## Object point labels
........

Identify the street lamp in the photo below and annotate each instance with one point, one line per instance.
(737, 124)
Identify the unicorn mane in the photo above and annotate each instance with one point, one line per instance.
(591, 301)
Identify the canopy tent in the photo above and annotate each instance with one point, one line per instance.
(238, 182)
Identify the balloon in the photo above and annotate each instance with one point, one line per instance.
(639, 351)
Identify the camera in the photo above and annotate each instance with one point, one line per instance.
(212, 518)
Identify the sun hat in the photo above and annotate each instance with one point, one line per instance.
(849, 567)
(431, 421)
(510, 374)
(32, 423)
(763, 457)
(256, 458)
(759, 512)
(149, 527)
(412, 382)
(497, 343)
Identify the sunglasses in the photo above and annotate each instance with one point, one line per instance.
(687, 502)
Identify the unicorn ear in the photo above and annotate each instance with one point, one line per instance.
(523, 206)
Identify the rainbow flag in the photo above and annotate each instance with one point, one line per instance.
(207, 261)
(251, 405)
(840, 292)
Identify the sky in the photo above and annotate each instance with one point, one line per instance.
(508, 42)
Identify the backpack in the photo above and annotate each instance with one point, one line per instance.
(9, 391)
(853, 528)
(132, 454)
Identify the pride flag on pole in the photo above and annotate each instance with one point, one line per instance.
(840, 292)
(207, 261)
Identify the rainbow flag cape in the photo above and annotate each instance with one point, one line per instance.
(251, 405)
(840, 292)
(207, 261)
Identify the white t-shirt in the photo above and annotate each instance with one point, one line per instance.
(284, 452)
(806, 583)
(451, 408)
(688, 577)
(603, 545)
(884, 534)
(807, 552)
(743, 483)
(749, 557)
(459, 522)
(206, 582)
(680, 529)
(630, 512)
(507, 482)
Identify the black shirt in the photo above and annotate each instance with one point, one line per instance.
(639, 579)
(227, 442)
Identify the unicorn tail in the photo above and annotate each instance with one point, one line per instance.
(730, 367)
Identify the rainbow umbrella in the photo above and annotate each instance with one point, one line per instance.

........

## WHAT YOU WILL DO
Write out again every line of the records above, from the line containing "Identify the camera" through the end of the records, inclusive, and add 14 to each number in the point coordinates.

## ANSWER TO THE TASK
Identify the camera in the photo above and annotate each instance with one point, one line per instance.
(226, 532)
Identify the sun hat in the photo above and annotate each instance with one point, one line per instance.
(863, 581)
(445, 435)
(524, 388)
(46, 437)
(777, 471)
(270, 472)
(773, 526)
(163, 541)
(426, 396)
(511, 357)
Identify the sunglasses in the photo above and annotate each instance with one point, one line per instance.
(701, 516)
Identify the unicorn ear in the photo above and annotate each instance with one point, one line per instance.
(537, 220)
Identify the rainbow flag in the photo above and annotate each instance with one point, one line per instance.
(221, 275)
(265, 419)
(854, 306)
Identify the sky in the photo above and annotate each instance with one point, one line per instance.
(522, 56)
Identify the backpack in the photo above and annotate each instance with one point, one line per instance.
(23, 405)
(867, 542)
(146, 468)
Identify the pride flag on pole in the photo above and annotate each instance with one point, one line per instance.
(854, 306)
(221, 275)
Identify the rainbow flag cape in the photo above and annotate each instance with one point, one line per instance.
(265, 419)
(854, 306)
(221, 275)
Identify the white t-shirt in the photo above and annotate each instance with one point, one line per instance.
(298, 466)
(820, 597)
(465, 422)
(702, 591)
(617, 559)
(898, 548)
(821, 566)
(757, 497)
(763, 571)
(473, 536)
(220, 596)
(694, 543)
(644, 526)
(521, 496)
Identify the black shirt in the photo above and annotate each instance with one point, one line per instance.
(653, 593)
(241, 456)
Identify the unicorn tail in the photo above and annotate each instance with one point, one line per instance.
(744, 381)
Identify the rainbow umbrella in the photo above and annotate each instance with one point, one line per instance.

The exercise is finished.